Texto do documento:
Por Heitor Ferraz Mello
O cara se acha ao máximo, tem ciúmes dele mesmo quando, no espelho, se imagina abraçado com a sua amada. Se acha o melhor poeta do mundo, comparável a Shakespeare, ou melhor, imitando-o na cara dura. Todo o lugar-comum lírico, o convencional, até mesmo o belo tradicional, comparecem na canção, mas com grande maestria. É a mão do artista embaralhando as cartas.
Além disso, ele diz que larga mulher e filhos para ficar com a outra. Mas quem disse que ela vai ficar com ele? Quando dizem que "não sou essa mulher, não me reconheço como essa musa", pode-se argumentar que a moça da canção também pode pensar assim. Por que não? Num poeta consciente de sua linguagem, e mais, machadiano, um personagem desses chega totalmente envenenado aos ouvidos desatentos dos ouvintes.

Atividades propostas:
[A] Traduza para o inglês esta frase do texto sobre a canção: "É a mão do artista embaralhando as cartas."
[B] Segundo o texto sobre a canção, com que poeta o personagem se considera comparável?
[C] Redija a continuação do texto sobre a canção, partindo da última frase apresentada.
As linhas que vêm em seguida provêm de outra fonte.

Informações extraídas:
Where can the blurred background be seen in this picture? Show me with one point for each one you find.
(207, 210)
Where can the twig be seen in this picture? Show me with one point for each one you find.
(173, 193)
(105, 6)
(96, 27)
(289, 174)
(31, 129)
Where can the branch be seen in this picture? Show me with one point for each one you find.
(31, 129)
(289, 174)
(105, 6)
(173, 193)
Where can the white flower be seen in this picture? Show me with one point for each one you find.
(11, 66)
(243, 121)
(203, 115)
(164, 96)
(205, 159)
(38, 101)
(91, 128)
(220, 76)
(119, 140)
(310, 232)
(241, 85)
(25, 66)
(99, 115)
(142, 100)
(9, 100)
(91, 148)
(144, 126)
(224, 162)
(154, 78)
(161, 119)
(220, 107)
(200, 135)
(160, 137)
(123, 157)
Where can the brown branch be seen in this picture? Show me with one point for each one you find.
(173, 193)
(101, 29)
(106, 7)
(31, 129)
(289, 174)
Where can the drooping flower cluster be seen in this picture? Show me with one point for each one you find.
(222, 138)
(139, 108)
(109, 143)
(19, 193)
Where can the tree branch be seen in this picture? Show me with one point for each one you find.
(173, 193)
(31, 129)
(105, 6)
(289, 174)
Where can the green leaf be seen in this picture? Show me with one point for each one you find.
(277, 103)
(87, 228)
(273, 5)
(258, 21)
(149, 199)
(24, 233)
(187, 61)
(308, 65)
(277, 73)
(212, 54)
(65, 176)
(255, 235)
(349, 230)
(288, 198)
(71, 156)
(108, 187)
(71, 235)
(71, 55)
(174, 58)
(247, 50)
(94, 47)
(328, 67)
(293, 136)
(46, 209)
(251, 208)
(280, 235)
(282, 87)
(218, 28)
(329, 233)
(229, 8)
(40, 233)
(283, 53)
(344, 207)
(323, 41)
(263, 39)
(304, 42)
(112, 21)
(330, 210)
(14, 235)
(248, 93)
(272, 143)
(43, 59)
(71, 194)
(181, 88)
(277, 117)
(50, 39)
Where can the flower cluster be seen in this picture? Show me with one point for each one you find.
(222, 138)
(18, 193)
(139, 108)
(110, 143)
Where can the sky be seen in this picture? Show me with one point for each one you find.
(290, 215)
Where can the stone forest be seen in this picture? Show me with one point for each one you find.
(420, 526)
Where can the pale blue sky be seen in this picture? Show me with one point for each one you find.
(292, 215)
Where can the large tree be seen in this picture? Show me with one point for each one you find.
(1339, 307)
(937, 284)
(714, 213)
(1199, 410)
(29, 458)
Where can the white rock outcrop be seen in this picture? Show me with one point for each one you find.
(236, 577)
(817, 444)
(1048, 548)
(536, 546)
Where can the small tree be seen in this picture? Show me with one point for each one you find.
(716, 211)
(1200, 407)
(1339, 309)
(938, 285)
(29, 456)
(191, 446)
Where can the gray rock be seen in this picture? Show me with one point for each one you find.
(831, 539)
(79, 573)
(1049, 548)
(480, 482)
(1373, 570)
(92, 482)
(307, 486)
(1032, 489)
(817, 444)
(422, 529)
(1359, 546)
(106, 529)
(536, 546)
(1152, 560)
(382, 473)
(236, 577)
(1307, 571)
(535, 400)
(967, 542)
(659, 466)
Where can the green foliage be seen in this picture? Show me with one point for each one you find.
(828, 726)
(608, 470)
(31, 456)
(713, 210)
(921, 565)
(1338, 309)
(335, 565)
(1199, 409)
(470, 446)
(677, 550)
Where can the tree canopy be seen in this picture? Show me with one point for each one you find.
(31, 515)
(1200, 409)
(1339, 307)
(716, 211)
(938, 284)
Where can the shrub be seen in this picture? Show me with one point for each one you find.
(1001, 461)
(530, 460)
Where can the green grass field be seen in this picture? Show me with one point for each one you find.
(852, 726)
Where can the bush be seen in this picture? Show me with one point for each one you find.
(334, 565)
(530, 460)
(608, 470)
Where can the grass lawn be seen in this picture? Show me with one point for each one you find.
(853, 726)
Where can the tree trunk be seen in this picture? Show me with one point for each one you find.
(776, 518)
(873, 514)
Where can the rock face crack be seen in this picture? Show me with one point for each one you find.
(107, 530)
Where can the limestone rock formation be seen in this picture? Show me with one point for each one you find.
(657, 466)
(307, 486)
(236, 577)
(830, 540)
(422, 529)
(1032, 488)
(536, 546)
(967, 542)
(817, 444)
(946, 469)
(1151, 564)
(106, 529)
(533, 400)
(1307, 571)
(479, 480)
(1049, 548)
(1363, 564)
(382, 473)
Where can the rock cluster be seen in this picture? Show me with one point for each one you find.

Respostas esperadas:
[A] It is the artist's hand shuffling the cards.

[B] Com Shakespeare.

[C]
Ouvir a canção achando que é uma mera cantada machista faz sentido, mas observando que ela chega com todo exagero lírico - tanto melódico como interpretativo - que é de se desconfiar e não de se fiar nessa voz. Chico não é um compositor confessional: pode até incluir experiências pessoais nas canções, mas seus personagens escorregam facilmente da mão, como muitos dos brasileiros de carne e osso, com aparente discurso esclarecido e até mesmo lírico (tipo o que Machado fez ao criar o Bentinho).
E, pela letra de Caravanas, outra canção do mesmo álbum, dá para perceber que ele está justamente tocando nesse discurso obscuro de certa classe nacional, que conhecemos muito bem. Falar dessas canções apenas com uma audição superficial é tomar uma rasteira do compositor e ficcionista. Não dá para ouvir Chico como quem ouve sertanejo universitário. Como não dá para ler Machado como quem lê autoajuda.